WHAT YOU NEED TO DO -> Reproduce the records word for word, with nothing left out.

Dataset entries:
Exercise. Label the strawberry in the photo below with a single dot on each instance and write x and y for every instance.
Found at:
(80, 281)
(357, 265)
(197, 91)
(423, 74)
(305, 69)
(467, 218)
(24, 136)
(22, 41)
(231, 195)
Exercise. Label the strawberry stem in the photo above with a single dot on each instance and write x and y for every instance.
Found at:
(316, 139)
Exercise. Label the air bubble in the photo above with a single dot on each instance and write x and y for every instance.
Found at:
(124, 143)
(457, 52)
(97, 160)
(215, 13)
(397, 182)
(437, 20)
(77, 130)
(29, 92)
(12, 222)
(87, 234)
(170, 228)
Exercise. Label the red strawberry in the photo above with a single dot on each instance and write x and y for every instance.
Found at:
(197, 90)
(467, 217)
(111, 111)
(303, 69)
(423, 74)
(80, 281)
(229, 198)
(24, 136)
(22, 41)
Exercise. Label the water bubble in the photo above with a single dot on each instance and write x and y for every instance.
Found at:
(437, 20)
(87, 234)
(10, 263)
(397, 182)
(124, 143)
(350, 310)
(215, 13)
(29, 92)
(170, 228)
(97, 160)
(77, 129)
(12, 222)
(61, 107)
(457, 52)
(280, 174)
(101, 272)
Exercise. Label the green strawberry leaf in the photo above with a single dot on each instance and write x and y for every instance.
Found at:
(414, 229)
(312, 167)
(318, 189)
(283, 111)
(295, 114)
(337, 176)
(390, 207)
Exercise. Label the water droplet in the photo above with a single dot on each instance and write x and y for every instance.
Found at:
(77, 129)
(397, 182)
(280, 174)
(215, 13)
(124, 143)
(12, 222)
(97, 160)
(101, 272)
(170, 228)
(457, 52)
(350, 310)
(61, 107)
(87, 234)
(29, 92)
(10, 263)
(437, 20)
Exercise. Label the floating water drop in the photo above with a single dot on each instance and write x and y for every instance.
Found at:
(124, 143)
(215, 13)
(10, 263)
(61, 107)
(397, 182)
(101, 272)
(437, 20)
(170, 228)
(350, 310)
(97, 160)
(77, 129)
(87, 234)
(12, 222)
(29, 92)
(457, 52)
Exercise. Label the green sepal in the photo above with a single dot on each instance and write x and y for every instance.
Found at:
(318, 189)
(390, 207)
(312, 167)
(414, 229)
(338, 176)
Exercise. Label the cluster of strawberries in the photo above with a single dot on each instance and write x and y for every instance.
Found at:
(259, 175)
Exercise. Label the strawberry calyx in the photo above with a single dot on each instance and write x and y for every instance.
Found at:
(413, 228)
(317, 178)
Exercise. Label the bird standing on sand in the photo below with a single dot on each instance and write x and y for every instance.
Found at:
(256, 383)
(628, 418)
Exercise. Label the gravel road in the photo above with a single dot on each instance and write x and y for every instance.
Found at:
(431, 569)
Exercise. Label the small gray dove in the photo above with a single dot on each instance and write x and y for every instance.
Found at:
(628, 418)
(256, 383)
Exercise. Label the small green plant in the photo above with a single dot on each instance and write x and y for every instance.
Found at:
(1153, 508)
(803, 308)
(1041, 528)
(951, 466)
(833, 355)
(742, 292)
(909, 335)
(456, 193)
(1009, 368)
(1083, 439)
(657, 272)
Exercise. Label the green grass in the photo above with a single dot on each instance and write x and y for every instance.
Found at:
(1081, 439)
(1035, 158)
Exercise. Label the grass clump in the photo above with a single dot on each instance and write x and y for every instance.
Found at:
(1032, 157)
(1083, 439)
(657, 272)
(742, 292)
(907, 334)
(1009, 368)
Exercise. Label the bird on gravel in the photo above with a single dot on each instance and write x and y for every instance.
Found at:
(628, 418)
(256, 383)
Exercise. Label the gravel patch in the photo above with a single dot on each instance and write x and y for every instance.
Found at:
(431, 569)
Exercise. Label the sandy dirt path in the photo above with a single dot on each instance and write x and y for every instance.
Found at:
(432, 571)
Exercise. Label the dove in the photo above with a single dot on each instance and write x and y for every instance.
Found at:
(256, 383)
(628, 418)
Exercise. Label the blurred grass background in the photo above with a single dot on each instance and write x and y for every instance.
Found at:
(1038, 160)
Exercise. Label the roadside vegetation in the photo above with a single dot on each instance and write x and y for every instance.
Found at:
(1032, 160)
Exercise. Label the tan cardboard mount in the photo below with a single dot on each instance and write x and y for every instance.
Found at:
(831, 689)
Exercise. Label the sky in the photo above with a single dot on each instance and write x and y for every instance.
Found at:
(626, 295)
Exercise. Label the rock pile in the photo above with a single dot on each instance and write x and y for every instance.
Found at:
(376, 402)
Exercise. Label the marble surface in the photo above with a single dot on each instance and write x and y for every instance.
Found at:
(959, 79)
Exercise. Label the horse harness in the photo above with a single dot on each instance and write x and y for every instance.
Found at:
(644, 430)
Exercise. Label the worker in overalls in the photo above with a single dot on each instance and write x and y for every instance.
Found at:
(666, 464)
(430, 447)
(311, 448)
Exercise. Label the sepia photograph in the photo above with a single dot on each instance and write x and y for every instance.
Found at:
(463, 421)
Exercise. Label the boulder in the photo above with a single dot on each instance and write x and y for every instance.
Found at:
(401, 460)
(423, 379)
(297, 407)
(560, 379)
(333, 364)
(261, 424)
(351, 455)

RESPONSE TO THIS TASK ->
Exercise. Label the strawberry in the photo below with a single dot on each instance and write x and y for every instance.
Found at:
(80, 281)
(357, 265)
(197, 91)
(423, 74)
(305, 69)
(467, 218)
(24, 136)
(22, 41)
(231, 195)
Exercise. Label the strawberry stem in the photo above with a single dot on each instance and write x and y for every instance.
Found at:
(316, 139)
Exercise. Label the air bubble in the photo above with a single dot on each instance and write x and y for every instance.
Found at:
(124, 143)
(457, 52)
(97, 160)
(215, 13)
(397, 182)
(437, 20)
(77, 130)
(29, 92)
(12, 222)
(87, 234)
(170, 228)
Exercise. Label the red strawberry in the photo above with a single dot on each instance and write x and y for every instance.
Found at:
(197, 90)
(467, 217)
(111, 111)
(303, 69)
(423, 74)
(80, 281)
(229, 198)
(24, 136)
(22, 41)
Exercise. Label the water bubble in the photo above with a single dot on each instance and write x and y for every instance.
Found at:
(437, 20)
(87, 234)
(10, 263)
(397, 182)
(124, 143)
(350, 310)
(215, 13)
(29, 92)
(170, 228)
(97, 160)
(77, 129)
(12, 222)
(61, 107)
(457, 52)
(280, 174)
(101, 272)
Exercise. Label the green strawberry leaf in the photo above with a single dot on each instance and write x and y for every instance.
Found at:
(414, 229)
(312, 167)
(318, 189)
(283, 111)
(295, 114)
(337, 176)
(390, 207)
Exercise. Label the water droplet in the photo above with a single dot on each instance and write x and y for every instance.
Found at:
(77, 129)
(397, 182)
(280, 174)
(215, 13)
(124, 143)
(12, 222)
(97, 160)
(101, 272)
(170, 228)
(457, 52)
(350, 310)
(61, 107)
(87, 234)
(29, 92)
(10, 263)
(437, 20)
Exercise. Label the floating water drop in the photo above with a single dot on each instance and write x and y for every instance.
Found at:
(124, 143)
(215, 13)
(10, 263)
(61, 107)
(397, 182)
(101, 272)
(437, 20)
(170, 228)
(350, 310)
(97, 160)
(77, 129)
(87, 234)
(12, 222)
(29, 92)
(457, 52)
Exercise. Label the green sepal in the photo above with a single dot on each instance and write x and y for every instance.
Found at:
(318, 189)
(390, 207)
(312, 167)
(414, 229)
(338, 176)
Exercise. Label the cluster of strawberries in the photo above with a single dot on each instance and write x and y for every instance.
Found at:
(259, 175)
Exercise. Label the strawberry calyx in the photo above with a single dot on each instance and write x and y for every instance.
Found at:
(413, 228)
(317, 178)
Exercise. Label the bird standing on sand in the photo below with a single dot on each instance and write x and y for every instance.
Found at:
(256, 383)
(628, 418)
Exercise. Label the gravel road in the photo above with a single dot on each instance and write x and y for every instance.
Found at:
(431, 569)
Exercise. Label the small gray dove in the photo above with a single dot on each instance and write x and y for every instance.
Found at:
(628, 418)
(256, 383)
Exercise. Label the small green plant in the photo above with a single dot on each instance and write x and y for every instance.
Found at:
(1153, 508)
(803, 308)
(1041, 528)
(951, 466)
(833, 355)
(742, 292)
(909, 335)
(456, 193)
(1009, 368)
(1083, 439)
(657, 272)
Exercise. Label the green grass in the photo above with a single dot on each instance and write x and y for every instance.
Found at:
(1081, 439)
(1035, 158)
Exercise. Label the grass clump in the photo above with a single dot on each instance and write x and y for every instance.
Found at:
(1032, 157)
(1083, 439)
(657, 272)
(742, 292)
(907, 334)
(1009, 368)
Exercise. Label the bird on gravel in the photo above with a single dot on each instance and write x and y for every instance.
Found at:
(628, 418)
(256, 383)
Exercise. Label the gravel patch in the photo above with a single dot on each instance and write x and y for every instance.
Found at:
(431, 569)
Exercise. Label the sandy dirt path in the photo above with a single dot on each instance and write x and y for every instance.
Found at:
(432, 571)
Exercise. Label the dove in the photo above with a single dot on each instance and write x and y for every instance.
Found at:
(256, 383)
(628, 418)
Exercise. Label the blurred grass background in the photo above with a single dot on each instance and write x and y for every instance.
Found at:
(1038, 160)
Exercise. Label the roadside vegetation in the photo above with a single dot on each instance and write x and y for every instance.
Found at:
(1032, 160)
Exercise. Label the tan cardboard mount in the photo below with a single dot on each instance and write x and y for every instance.
Found at:
(831, 689)
Exercise. Label the sky in the photo above with a single dot on each instance and write x and y for every instance.
Found at:
(626, 295)
Exercise. Label the rock pile in the photo above with a single dot on each instance and write x and y for every instance.
Found at:
(376, 402)
Exercise. Label the marble surface in the photo above with a single dot on each instance and write x and y for every instance.
Found at:
(959, 79)
Exercise. Label the horse harness in the photo above with a single dot on each instance and write x and y for every instance.
Found at:
(644, 430)
Exercise. Label the worker in overalls in the photo above with a single dot on each instance and write x and y for every instance.
Found at:
(666, 464)
(430, 447)
(311, 448)
Exercise. Label the sepia photograph in the photo above with a single dot on each instance and write x and y for every instance.
Found at:
(463, 421)
Exercise. Label the boulder in the photo above with a single dot on each instance and write x and y for every instance.
Found at:
(401, 460)
(423, 379)
(297, 407)
(560, 379)
(333, 364)
(261, 424)
(351, 455)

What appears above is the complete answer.